Problem details -> Where the string "shoulder" occurs in a line of the entries below, copy that line.
Working data Block Start
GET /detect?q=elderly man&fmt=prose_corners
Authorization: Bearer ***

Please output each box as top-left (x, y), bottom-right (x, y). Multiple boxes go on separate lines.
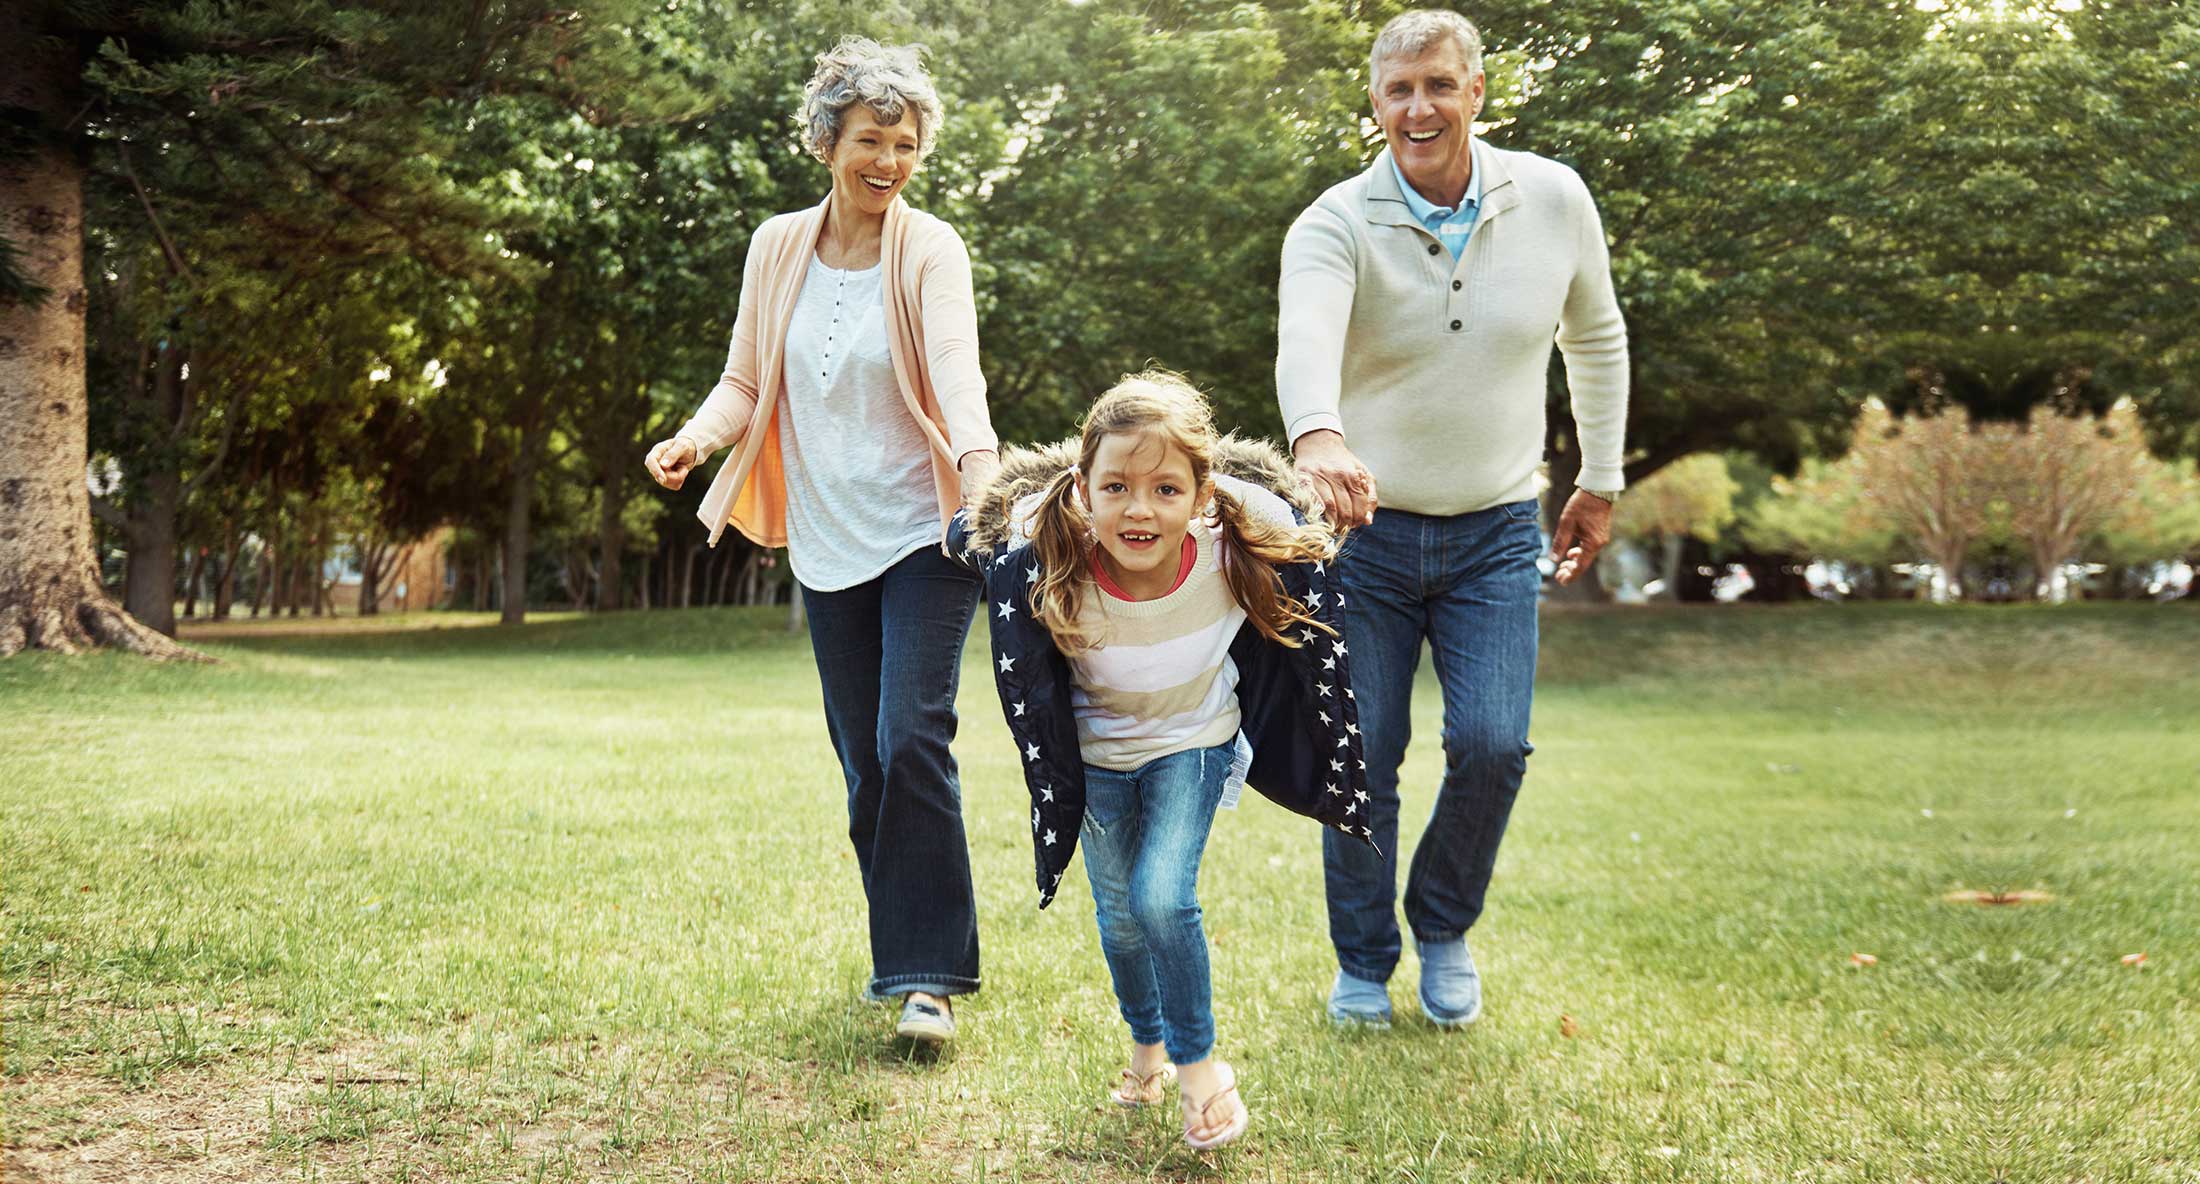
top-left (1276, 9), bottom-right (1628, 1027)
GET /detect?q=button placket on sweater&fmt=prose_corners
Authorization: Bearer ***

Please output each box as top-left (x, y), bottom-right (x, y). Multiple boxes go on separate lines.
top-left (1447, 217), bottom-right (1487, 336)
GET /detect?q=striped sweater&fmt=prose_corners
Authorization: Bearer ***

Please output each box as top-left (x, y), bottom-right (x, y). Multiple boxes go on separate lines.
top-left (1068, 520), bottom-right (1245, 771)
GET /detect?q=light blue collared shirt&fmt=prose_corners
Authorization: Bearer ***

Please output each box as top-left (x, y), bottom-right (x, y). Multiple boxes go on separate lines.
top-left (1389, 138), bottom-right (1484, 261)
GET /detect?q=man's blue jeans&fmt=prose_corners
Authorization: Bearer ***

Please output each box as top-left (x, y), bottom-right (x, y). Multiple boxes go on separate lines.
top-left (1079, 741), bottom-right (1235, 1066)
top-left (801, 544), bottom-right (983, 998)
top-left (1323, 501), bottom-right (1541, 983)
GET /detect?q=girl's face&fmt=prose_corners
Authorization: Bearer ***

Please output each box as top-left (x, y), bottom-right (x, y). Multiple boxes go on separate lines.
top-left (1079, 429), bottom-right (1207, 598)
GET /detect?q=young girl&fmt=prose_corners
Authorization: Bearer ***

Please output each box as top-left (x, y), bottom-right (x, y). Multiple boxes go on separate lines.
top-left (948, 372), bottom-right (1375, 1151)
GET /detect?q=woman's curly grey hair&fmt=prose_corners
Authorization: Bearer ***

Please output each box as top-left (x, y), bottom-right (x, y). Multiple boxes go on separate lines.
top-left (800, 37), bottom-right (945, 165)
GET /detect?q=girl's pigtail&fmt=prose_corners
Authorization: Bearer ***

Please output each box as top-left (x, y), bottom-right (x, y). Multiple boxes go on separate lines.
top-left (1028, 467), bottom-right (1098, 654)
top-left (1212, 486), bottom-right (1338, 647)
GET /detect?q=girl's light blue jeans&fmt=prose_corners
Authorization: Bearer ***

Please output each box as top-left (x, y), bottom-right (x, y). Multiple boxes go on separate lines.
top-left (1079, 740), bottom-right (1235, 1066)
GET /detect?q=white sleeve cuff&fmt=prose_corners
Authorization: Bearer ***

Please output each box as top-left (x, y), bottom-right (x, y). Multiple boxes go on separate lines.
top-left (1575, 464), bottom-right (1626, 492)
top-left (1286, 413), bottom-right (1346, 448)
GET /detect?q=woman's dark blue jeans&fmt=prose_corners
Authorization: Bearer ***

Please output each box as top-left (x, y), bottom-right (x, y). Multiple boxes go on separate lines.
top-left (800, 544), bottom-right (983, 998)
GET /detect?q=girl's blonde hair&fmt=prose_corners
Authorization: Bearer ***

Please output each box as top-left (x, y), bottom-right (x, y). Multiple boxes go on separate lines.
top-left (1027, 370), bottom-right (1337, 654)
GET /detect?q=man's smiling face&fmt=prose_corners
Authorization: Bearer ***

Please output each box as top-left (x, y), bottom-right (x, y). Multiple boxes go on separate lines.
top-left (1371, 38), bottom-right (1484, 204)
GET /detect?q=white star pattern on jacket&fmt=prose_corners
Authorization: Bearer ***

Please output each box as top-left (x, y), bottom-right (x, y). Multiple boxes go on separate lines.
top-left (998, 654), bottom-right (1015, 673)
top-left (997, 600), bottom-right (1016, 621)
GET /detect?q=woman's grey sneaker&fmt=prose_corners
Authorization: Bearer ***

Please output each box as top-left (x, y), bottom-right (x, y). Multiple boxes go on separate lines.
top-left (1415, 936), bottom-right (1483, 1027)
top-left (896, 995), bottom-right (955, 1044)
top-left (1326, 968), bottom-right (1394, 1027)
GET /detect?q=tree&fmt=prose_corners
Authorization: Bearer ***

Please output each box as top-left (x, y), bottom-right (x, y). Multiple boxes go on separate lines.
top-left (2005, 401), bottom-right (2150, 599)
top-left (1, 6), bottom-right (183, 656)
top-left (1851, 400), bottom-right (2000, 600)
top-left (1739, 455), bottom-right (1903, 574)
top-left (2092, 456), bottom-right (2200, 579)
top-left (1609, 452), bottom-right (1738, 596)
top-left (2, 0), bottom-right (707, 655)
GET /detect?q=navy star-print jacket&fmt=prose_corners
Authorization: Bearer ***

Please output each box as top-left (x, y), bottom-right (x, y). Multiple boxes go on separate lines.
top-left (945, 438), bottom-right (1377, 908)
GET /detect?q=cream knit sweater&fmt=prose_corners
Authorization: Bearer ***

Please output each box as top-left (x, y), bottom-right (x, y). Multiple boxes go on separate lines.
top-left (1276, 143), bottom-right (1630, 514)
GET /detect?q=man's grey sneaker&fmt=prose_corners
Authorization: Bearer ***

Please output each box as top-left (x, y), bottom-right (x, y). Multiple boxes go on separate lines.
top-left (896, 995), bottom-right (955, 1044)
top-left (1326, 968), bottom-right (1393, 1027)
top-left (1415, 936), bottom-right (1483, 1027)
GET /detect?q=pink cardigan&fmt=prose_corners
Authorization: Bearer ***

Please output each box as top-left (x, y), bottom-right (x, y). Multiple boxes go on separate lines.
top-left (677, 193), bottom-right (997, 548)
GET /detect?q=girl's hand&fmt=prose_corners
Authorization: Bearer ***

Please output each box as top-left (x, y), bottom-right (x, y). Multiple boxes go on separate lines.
Working data Block End
Working data Block Start
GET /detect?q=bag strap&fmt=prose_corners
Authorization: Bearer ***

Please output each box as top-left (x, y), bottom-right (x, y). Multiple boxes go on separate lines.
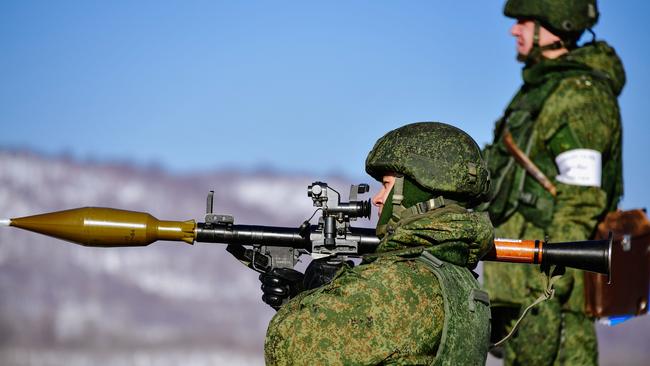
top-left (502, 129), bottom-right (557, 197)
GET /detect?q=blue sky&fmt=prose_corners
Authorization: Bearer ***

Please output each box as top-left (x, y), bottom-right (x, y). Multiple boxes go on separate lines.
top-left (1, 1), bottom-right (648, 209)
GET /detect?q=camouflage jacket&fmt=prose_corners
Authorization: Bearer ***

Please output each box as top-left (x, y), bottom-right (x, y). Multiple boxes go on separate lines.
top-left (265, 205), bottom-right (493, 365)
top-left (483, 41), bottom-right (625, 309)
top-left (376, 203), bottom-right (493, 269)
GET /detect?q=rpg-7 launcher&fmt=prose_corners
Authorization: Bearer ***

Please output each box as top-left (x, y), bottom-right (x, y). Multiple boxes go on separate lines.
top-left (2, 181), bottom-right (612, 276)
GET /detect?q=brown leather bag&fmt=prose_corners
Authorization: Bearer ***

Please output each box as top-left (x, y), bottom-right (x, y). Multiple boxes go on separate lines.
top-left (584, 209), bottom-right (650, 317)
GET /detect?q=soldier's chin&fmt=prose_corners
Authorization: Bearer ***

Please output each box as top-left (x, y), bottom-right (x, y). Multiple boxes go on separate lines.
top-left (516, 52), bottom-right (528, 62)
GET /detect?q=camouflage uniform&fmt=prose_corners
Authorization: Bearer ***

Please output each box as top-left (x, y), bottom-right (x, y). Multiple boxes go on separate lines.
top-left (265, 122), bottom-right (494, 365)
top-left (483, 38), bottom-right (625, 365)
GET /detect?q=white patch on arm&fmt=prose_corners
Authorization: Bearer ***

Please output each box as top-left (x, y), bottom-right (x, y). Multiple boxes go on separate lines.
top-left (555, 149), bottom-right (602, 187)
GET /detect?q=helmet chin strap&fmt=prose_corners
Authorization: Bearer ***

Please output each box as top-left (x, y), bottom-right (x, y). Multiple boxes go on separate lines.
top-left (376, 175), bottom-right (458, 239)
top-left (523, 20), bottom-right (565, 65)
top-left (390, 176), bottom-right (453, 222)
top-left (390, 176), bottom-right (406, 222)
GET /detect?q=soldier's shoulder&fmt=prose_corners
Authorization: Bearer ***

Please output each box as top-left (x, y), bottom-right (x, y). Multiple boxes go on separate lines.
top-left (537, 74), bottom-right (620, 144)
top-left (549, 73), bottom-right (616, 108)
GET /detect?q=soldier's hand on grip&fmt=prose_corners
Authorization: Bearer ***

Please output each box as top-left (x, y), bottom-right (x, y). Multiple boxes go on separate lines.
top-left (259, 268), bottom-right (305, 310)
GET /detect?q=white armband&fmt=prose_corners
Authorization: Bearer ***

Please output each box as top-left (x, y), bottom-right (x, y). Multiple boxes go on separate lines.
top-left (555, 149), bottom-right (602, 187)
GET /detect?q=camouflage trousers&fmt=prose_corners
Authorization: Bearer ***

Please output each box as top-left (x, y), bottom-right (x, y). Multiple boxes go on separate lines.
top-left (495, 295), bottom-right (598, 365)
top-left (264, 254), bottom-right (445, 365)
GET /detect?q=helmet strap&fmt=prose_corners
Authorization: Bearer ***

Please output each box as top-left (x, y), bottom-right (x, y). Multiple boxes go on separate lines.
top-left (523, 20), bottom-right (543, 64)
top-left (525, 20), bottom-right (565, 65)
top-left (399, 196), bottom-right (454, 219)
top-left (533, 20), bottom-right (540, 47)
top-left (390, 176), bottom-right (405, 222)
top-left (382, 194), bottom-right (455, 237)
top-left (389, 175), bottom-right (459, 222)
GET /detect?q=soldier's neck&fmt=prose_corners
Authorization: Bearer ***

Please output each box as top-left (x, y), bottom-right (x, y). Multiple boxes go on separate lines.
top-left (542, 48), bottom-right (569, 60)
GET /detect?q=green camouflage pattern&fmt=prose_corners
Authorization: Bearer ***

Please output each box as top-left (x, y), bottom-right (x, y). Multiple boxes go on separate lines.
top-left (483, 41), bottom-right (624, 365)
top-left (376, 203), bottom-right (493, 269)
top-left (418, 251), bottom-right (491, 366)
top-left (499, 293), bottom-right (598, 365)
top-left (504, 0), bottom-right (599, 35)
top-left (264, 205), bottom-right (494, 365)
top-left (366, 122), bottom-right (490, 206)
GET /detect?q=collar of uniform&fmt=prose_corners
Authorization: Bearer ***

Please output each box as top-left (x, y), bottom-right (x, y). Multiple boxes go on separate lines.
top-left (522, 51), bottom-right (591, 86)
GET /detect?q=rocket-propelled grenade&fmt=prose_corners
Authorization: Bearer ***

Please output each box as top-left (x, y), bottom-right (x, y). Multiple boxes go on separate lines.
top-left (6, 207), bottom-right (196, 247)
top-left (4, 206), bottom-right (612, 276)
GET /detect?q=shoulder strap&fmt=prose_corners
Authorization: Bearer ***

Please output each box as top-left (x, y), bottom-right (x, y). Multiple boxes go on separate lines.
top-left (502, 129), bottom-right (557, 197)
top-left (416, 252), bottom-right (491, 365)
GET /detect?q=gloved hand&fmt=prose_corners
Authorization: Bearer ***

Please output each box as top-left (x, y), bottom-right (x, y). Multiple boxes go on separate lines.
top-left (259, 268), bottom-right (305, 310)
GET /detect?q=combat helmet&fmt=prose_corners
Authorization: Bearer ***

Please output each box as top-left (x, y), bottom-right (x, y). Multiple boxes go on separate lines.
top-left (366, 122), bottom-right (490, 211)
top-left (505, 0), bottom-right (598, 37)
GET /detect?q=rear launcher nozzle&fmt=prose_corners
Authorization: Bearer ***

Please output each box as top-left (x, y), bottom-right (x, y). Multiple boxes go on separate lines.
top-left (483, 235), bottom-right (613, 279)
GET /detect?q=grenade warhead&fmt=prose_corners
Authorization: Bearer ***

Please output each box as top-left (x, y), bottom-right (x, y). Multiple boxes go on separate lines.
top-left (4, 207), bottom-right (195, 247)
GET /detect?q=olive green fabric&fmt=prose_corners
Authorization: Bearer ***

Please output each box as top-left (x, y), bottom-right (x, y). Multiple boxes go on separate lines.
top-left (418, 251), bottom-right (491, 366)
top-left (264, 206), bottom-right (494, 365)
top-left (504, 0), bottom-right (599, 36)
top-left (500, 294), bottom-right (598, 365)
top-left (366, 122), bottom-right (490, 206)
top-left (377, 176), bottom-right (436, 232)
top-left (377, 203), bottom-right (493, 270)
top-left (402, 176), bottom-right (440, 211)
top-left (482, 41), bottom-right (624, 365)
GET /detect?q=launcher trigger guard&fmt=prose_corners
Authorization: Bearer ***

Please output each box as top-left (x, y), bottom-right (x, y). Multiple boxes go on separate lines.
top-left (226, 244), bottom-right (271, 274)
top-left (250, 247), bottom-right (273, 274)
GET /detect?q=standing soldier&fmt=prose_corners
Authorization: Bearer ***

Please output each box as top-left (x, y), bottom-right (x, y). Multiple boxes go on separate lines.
Working data Block End
Output for this task ->
GET /detect?q=soldier's shoulder&fmt=prose_corners
GET /detect?q=shoulder strap&fmt=prose_corners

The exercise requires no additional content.